◆ ABOUT THIS TASK ◆
Could you print the entries below exactly, starting at the line that contains "For each instance of the utility" and stopping after the last one?

◆ AVAILABLE DATA ◆

· · ·

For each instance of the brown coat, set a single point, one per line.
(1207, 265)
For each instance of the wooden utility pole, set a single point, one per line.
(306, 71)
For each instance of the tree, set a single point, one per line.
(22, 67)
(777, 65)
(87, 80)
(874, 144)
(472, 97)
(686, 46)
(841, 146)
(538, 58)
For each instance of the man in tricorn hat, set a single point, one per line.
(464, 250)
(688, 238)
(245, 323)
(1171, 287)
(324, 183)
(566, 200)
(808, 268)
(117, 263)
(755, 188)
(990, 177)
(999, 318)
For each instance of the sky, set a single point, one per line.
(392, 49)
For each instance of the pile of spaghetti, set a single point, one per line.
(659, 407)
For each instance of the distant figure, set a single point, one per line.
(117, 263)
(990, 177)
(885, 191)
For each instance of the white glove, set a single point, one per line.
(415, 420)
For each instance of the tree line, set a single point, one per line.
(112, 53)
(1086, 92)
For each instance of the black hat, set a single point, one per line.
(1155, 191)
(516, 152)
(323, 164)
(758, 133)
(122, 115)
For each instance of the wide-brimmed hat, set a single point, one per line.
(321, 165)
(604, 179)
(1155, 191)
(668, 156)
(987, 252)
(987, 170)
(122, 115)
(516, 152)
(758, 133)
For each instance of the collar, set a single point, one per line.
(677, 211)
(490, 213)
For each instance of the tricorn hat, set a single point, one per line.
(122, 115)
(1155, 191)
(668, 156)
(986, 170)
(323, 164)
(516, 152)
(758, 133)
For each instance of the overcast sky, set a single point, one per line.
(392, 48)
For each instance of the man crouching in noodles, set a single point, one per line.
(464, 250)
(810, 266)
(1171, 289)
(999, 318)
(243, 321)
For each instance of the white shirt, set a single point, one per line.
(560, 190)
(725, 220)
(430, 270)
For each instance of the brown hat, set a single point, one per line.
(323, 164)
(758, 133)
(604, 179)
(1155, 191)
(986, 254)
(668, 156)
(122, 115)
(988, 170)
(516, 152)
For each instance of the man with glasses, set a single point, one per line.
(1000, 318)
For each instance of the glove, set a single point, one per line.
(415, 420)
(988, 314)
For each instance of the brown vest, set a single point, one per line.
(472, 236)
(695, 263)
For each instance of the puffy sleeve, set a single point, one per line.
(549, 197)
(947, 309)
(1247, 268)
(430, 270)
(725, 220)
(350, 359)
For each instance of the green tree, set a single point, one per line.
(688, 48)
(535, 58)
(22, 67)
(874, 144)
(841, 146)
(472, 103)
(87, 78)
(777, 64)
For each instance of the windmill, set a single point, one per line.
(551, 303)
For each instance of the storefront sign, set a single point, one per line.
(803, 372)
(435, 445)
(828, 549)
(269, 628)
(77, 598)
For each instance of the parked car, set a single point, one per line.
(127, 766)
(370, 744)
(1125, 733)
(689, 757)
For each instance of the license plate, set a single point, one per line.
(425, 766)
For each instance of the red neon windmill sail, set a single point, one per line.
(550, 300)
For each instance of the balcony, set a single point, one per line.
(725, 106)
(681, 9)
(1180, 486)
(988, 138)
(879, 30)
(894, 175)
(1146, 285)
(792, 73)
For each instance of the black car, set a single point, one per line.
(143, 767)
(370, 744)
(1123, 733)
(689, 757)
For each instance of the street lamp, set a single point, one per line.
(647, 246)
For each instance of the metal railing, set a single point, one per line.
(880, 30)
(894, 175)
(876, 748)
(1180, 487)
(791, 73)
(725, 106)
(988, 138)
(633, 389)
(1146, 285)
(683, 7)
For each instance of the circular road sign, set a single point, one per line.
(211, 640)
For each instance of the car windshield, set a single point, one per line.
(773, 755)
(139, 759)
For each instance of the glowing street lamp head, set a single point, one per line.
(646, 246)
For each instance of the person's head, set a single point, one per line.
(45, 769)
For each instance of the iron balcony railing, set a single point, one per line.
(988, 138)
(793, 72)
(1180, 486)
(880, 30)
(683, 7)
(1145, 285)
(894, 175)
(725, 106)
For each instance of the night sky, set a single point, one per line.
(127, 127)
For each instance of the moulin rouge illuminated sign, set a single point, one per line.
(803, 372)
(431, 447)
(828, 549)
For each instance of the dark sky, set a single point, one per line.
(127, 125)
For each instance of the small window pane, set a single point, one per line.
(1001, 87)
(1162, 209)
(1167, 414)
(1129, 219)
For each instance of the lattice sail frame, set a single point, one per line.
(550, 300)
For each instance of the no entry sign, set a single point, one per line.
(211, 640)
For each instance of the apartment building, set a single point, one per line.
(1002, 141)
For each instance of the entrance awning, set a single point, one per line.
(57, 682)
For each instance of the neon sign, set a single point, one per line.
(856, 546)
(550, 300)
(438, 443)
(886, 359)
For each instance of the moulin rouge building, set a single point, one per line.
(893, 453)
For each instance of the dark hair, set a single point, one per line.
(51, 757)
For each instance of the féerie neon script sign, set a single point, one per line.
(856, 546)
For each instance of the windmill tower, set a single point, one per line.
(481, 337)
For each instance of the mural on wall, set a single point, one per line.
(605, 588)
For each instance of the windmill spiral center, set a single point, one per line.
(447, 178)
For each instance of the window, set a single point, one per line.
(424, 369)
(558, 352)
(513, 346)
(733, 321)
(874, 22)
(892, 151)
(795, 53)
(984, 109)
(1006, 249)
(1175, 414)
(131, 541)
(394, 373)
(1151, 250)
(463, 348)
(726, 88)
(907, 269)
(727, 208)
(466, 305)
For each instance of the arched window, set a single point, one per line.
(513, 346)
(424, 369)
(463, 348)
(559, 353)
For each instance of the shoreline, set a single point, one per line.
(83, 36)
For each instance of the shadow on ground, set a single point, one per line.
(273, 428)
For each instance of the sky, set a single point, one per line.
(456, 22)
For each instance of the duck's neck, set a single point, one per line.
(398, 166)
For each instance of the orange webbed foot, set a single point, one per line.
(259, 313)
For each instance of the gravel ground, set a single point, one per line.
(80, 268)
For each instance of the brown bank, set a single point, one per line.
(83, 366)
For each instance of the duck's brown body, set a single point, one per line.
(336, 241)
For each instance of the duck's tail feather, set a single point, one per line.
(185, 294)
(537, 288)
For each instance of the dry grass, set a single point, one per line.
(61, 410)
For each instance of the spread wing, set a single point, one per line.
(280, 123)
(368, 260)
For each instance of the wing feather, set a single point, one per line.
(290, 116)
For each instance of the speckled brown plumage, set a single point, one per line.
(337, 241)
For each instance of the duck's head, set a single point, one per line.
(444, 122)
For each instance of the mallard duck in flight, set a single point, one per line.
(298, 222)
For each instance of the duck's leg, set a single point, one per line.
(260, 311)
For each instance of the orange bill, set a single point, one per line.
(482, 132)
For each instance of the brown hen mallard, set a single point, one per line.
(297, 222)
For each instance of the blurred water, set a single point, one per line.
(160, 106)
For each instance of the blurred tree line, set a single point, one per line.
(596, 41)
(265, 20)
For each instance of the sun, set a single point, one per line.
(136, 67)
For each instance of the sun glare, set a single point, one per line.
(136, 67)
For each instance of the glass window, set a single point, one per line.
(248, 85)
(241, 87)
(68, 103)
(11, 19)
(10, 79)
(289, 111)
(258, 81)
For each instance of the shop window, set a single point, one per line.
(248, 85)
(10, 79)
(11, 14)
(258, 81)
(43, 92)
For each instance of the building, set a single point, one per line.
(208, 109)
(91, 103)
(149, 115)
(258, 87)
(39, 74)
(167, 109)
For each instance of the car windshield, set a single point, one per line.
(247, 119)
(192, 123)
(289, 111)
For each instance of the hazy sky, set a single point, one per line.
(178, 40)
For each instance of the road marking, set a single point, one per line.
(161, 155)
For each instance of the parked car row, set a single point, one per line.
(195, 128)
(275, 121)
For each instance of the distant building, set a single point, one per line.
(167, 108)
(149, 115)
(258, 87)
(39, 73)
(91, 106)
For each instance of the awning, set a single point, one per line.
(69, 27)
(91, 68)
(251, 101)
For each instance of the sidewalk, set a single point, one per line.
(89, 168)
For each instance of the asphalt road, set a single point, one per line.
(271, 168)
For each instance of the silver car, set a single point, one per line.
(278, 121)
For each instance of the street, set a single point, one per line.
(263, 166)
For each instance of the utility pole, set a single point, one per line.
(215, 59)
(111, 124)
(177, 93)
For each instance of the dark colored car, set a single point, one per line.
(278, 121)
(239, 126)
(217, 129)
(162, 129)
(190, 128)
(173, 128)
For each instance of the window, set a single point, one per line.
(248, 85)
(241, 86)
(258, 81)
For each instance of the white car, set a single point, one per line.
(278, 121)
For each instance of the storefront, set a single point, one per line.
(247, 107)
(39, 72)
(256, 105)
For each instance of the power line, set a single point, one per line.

· · ·

◆ RESPONSE FOR THIS EXERCISE ◆
For each instance of the utility pole, set a single point, one per line.
(215, 59)
(111, 124)
(177, 93)
For each instance of the dark colored car, set a single point, one per line.
(278, 121)
(239, 126)
(217, 129)
(162, 129)
(190, 128)
(173, 128)
For each instance of the window, set a single point, one per line.
(248, 85)
(241, 86)
(258, 81)
For each instance of the white car, set a single point, one per line.
(278, 121)
For each instance of the storefront, set a single point, one per line.
(247, 107)
(39, 72)
(256, 105)
For each instance of the power line, set a single point, one per line.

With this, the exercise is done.